**VORLIEGENDER TEXT**
╔══
Das Buch ist komplett aus der Sicht von Leo geschrieben und sehr intensiv. Es spielt auf zwei Zeitebenen, einerseits wird ein aktueller Tag in der Gegenwart beschrieben, der Tag an dem alles eskaliert. Dazwischen wird in chronologischen Kapiteln die Zeit von Simons plötzlicher Veränderung bis hin zu dem schicksalshaften Tag beschrieben und dazwischen eingeschoben sind noch Kapitel über Leos und Simons Leben in den letzten 10 Jahren zusammen. Trotz der vielen Zeitsprünge ist das Buch nie verwirrend, sondern alles fügt sich perfekt zusammen, so dass sich das ganze Buch liest wie ein Sog, dem man sich gar nicht mehr entziehen kann.

Das Buch ist auch unheimlich stark in der Schilderung von Simons Psychose und Leos Gefühlen dabei, wie sie von Simons Krankheit ebenfalls fast absorbiert wird und hilflos versucht die Situation unter Kontrolle zu haben, sie manchmal aber vielleicht sogar schlimmer macht. Das Buch wirft für mich auch spannende Fragen auf: trägt Leo eine Mitschuld, da sie teilweise nicht ganz ehrlich über das Ausmaß von Simons Krankheit ist? Was für einen Einfluss hatte ihre Neigung skeptisch auf Simons berufliche Ideen und Ambitionen zu reagieren auf seine Krankheit? Oder hätte sowieso keiner etwas besser machen können. 

Mir hat das Buch noch besser gefallen als das Erstlingswerk, da es intensiver und kraftvoller ist und einfach unheimlich überzeugend in der Schilderung einer psychischen Krankheit und der Auswirkung auf die nächste Angehörige und Partnerin. Allerdings ist das Buch auch wirklich nichts für schwache Nerven, eventuell wäre eine Triggerwarnung für bestimmte psychische Krankheiten keine schlechte Idee. Ich bin normalerweise bei Büchern nicht empfindlich, trotzdem musste ich sogar einmal als ich abends im Bett las, nach dem Buch erstmal nochmal etwas völlig anderes lesen, da ich sonst vermutlich nicht hätte einschlafen können oder Albträume bekommen hätte, so aufgewühlt war ich über einige Passagen.

Davon abgesehen, eine absolute Leseempfehlung von mir für alle die sich das Thema zutrauen.
╚══
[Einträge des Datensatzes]
╔══
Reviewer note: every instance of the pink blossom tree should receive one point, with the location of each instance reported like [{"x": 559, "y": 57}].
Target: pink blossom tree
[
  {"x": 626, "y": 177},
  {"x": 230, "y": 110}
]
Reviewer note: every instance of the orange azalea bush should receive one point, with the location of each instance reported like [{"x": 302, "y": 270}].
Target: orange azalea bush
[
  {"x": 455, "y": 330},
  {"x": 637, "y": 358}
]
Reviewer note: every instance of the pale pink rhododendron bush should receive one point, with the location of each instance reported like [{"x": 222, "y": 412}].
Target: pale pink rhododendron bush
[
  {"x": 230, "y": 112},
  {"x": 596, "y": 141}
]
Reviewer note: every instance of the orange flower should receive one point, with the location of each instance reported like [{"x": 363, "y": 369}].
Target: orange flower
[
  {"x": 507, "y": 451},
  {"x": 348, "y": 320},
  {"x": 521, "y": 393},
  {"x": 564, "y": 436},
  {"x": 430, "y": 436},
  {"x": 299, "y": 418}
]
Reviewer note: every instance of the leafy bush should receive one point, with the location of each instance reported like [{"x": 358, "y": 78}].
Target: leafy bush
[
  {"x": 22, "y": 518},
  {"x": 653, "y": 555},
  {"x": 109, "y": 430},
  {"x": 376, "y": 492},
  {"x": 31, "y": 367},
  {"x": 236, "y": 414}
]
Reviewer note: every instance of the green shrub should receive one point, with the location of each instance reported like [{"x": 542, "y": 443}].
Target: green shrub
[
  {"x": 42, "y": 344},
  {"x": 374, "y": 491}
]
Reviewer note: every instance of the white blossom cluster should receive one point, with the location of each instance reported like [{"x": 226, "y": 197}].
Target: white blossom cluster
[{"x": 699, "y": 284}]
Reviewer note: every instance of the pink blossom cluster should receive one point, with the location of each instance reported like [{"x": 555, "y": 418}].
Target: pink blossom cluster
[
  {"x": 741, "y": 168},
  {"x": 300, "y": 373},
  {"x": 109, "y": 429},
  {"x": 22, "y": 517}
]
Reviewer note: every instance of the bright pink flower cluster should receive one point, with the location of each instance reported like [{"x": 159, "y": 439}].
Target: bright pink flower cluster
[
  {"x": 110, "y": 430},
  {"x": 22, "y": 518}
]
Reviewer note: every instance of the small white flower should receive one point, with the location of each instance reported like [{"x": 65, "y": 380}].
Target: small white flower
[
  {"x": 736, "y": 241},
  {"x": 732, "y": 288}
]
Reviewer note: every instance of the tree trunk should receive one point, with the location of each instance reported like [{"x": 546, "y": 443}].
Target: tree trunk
╚══
**AUFGABEN**
1. Aus wessen Sicht ist das Buch laut der Rezension geschrieben?
2. Gib aus der Rezension den Abschnitt wortgetreu wieder, der mit "Mir hat das" beginnt und bis einschließlich "das Thema zutrauen." reicht.
3. Fasse den Absatz der Rezension, der mit „Das Buch ist komplett aus der Sicht“ beginnt, kürzer zusammen und behalte dabei die wesentlichen Fakten bei.
Die Datensätze sind eigenständiges Material und gehören nicht zur Rezension.

**LÖSUNGEN**
1. Aus der Sicht von Leo.

2.
Mir hat das Buch noch besser gefallen als das Erstlingswerk, da es intensiver und kraftvoller ist und einfach unheimlich überzeugend in der Schilderung einer psychischen Krankheit und der Auswirkung auf die nächste Angehörige und Partnerin. Allerdings ist das Buch auch wirklich nichts für schwache Nerven, eventuell wäre eine Triggerwarnung für bestimmte psychische Krankheiten keine schlechte Idee. Ich bin normalerweise bei Büchern nicht empfindlich, trotzdem musste ich sogar einmal als ich abends im Bett las, nach dem Buch erstmal nochmal etwas völlig anderes lesen, da ich sonst vermutlich nicht hätte einschlafen können oder Albträume bekommen hätte, so aufgewühlt war ich über einige Passagen.

Davon abgesehen, eine absolute Leseempfehlung von mir für alle die sich das Thema zutrauen.

3. Das sehr intensive Buch ist vollständig aus Leos Sicht erzählt und spielt auf zwei Zeitebenen: Die eine beschreibt einen Tag in der Gegenwart, an dem alles eskaliert. Die andere schildert in chronologischen Kapiteln die Zeit von Simons plötzlicher Veränderung bis zu diesem Tag. Dazwischen sind Kapitel über die letzten 10 Jahre von Leos und Simons gemeinsamem Leben eingeschoben. Trotz der vielen Zeitsprünge ist das Buch nie verwirrend und liest sich wie ein Sog.